-------- SELECTION --------

Let Your Compass Be Your Guide

Let your Compass be your Guide

Wild Geese
by Mary Oliver

You do not have to be good.
You do not have to walk on your knees
for a hundred miles through the desert, repenting.
You only have to let the soft animal of your body love what it loves.
Tell me about despair, yours, and I will tell you mine.
Meanwhile the world goes on.
Meanwhile the sun and the clear pebbles of the rain
are moving across the landscapes,
over the prairies and the deep trees,
the mountains and the rivers.
Meanwhile the wild geese, high in the clean blue air,
are heading home again.
Whoever you are, no matter how lonely,
the world offers itself to your imagination,
calls to you like the wild geese, harsh and exciting –
over and over announcing your place
in the family of things.

We all have that voice inside us that tells us if we’re going in the right direction for us or not.  Much deeper than Jiminy Cricket’s conscience, this voice of inner knowing acts as the True North of our internal compass.  As we listen and respond to this voice, adjusting our lives as we go along, a sense of trust begins to emerge.
We start to know intrinsically when we’ve made a mistake or taken a detour that isn’t serving us. Sometimes these mistakes and detours teach us how to listen more closely to our inner knowing, though often not until we’ve made the mistake several times.

I had been carrying groceries back home from my local coop for several months before I realized that I was slowly hurting muscles in my shoulders by carrying too much at a time. I kept thinking about buying some kind of cart to help me but felt a bit self-conscious about doing that.  It got to the point that every time I picked up or held anything heavy for a few minutes my right shoulder would start to ache.  Finally I made the shift and started using a utility cart for hauling groceries.

The first day I tried it, it was such a relief!  I thought, this feels so much better and is so much easier. Then I thought, why didn’t I do this before?  That’s what it’s like when you listen to your inner voice. Things get easier. They fall into place, and don’t cause so much struggle. There is an enormous sense of relief and wonder that life can flow more smoothly.
Of course, there are the usual ups and downs, my cart gets stuck on uneven pavement, or I have to go the long way around holes and sidewalk closures. But I’m not struggling and cursing all the way up the hill wishing I was home already.  As Mary Oliver says so beautifully, we do not have to walk through the desert on our knees for a hundred miles, repenting.

One clue in accessing this inner knowing is to follow the trail inward from the outer result that we are looking for into the actual physical sensations and emotions arising in our bodies.  Mary Oliver again, “You only have to let the soft animal of your body love what it loves.”  An example of this is how eating healthily gives our bodies more strength and freedom to move as we exercise, and steadies our moods and ability to concentrate. Losing weight may be the outer goal or result but it is the process, the internal shift, that guides us in learning how to be more loving to ourselves.

As we feel better and our own sense of well-being increases, we have more room to let in our connection to those around us and our outer world. We also make more space for our own connection with ourselves and what our bodies and souls are needing from us.  It is this internal flow of communication that creates a sense of direction for us.  We, like the wild geese are pulled forward by an inner momentum and trust, even though we may not know where we’ll be landing at the end of each day.

Step by Step

This week I was given an unexpected gift.

A client who had been considering taking a break from coaching with me, realized that it was really her fear about the fragile economy that was influencing her decision.  Because of the general economic uncertainty, she was feeling like she should stop paying for more coaching sessions.

--------

WHAT IS EXPECTED:
Copy the passage of the essay on inner guidance from "Tell me about" to "family of things." word for word.

-------- DATASET EXTRACT --------

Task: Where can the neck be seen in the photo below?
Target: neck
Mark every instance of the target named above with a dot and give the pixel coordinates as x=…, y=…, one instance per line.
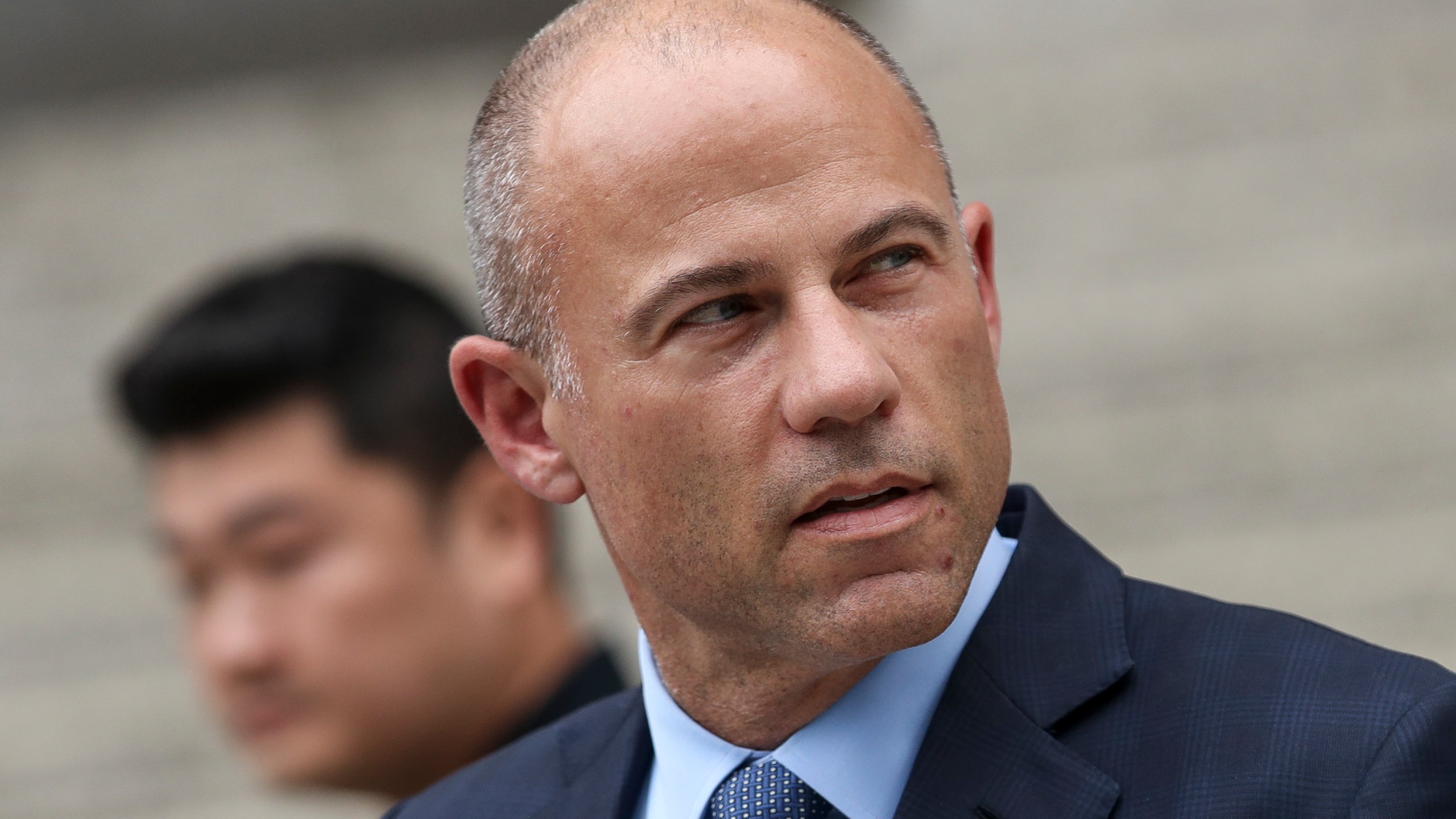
x=746, y=697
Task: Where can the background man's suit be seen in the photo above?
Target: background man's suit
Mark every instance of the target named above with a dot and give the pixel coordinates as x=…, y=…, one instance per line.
x=1083, y=694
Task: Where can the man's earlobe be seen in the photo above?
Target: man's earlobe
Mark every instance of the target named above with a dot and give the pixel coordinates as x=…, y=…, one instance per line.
x=504, y=392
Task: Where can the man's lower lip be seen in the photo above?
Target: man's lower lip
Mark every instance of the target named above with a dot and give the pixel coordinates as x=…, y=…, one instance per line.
x=263, y=722
x=871, y=522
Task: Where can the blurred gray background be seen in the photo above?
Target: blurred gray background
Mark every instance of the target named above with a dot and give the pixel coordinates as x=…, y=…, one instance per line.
x=1226, y=254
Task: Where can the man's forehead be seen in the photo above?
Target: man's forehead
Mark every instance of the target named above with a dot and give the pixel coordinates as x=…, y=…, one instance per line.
x=628, y=115
x=641, y=146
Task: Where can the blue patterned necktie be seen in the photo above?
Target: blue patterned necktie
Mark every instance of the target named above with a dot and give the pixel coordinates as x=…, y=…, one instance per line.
x=766, y=791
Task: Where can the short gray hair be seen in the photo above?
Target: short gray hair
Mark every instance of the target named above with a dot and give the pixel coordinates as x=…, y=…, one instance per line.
x=513, y=248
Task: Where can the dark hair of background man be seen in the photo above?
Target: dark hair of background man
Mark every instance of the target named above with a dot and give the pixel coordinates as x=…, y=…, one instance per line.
x=366, y=340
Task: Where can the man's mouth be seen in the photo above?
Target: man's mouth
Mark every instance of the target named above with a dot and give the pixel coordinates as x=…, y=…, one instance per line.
x=854, y=503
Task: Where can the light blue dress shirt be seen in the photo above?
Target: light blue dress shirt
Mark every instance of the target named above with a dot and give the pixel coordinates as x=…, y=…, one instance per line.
x=857, y=754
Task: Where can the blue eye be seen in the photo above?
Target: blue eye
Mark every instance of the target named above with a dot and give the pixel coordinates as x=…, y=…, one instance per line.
x=893, y=260
x=719, y=311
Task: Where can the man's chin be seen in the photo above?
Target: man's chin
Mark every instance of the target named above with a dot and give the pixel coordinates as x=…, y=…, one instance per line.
x=299, y=760
x=888, y=613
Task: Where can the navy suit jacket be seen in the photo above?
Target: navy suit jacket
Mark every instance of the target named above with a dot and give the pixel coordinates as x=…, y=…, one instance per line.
x=1083, y=694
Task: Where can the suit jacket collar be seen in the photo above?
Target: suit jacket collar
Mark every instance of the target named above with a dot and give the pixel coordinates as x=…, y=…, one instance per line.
x=603, y=777
x=1052, y=639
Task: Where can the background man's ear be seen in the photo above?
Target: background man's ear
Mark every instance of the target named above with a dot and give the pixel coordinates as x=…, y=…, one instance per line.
x=503, y=392
x=981, y=235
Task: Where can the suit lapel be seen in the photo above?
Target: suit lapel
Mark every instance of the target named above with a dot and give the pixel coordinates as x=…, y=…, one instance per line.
x=606, y=774
x=1052, y=639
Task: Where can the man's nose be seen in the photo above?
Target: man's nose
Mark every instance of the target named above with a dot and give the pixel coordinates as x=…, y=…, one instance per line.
x=232, y=634
x=838, y=372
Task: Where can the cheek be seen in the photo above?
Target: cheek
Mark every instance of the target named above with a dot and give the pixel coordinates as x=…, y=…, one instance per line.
x=672, y=473
x=363, y=617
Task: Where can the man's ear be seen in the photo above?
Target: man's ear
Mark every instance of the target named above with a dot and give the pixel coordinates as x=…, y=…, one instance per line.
x=981, y=237
x=503, y=391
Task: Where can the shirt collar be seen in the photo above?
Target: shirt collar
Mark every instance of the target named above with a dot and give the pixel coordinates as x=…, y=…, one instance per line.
x=893, y=704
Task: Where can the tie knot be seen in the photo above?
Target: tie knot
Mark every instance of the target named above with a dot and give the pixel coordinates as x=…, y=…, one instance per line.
x=766, y=791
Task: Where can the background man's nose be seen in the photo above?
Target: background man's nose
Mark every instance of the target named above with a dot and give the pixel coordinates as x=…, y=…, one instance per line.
x=838, y=372
x=233, y=636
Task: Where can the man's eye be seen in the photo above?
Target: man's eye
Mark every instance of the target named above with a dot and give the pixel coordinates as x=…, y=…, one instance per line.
x=893, y=260
x=719, y=311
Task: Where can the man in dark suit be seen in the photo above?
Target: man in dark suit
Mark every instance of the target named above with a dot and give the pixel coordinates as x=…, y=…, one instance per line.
x=731, y=297
x=370, y=602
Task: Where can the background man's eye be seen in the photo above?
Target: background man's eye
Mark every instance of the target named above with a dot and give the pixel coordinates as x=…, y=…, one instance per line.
x=892, y=260
x=719, y=311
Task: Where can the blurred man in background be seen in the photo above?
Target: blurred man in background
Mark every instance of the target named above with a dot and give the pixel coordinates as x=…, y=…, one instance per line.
x=370, y=601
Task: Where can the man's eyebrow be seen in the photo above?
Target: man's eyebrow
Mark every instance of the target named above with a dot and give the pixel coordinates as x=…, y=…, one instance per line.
x=264, y=512
x=906, y=216
x=686, y=283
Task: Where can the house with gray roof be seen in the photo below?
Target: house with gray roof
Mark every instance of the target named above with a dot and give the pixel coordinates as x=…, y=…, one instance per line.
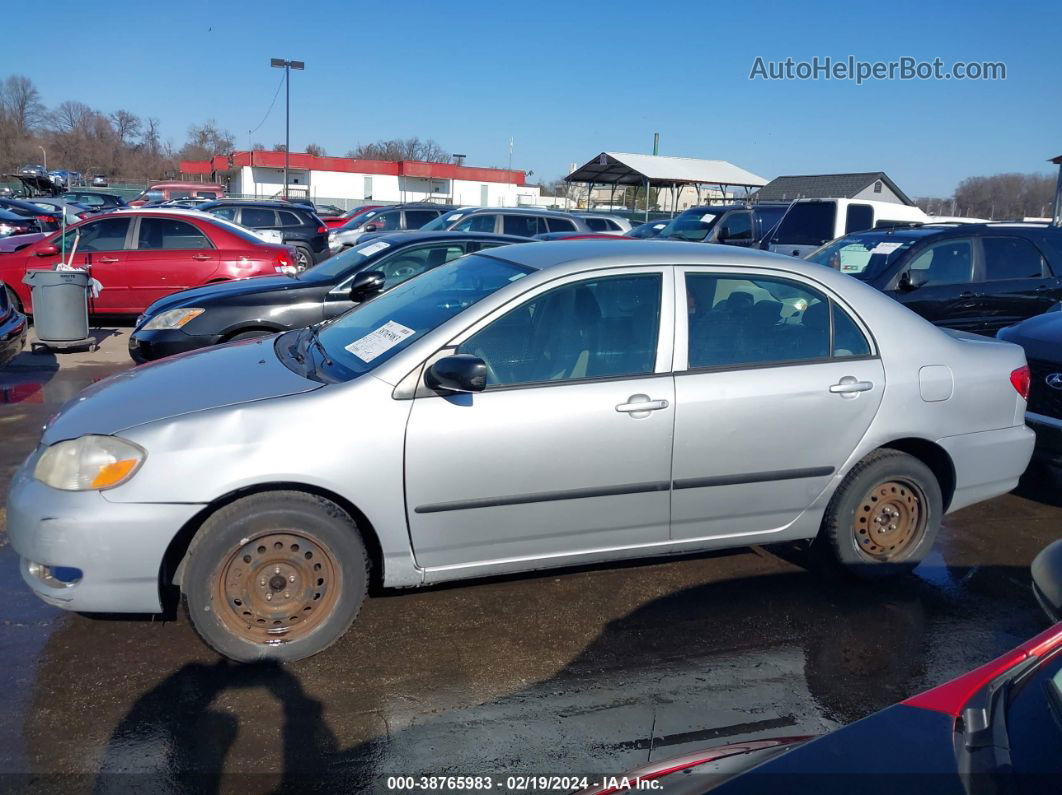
x=867, y=185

--------

SOLUTION TO THE EXERCISE:
Tell me about despair, yours, and I will tell you mine.
Meanwhile the world goes on.
Meanwhile the sun and the clear pebbles of the rain
are moving across the landscapes,
over the prairies and the deep trees,
the mountains and the rivers.
Meanwhile the wild geese, high in the clean blue air,
are heading home again.
Whoever you are, no matter how lonely,
the world offers itself to your imagination,
calls to you like the wild geese, harsh and exciting –
over and over announcing your place
in the family of things.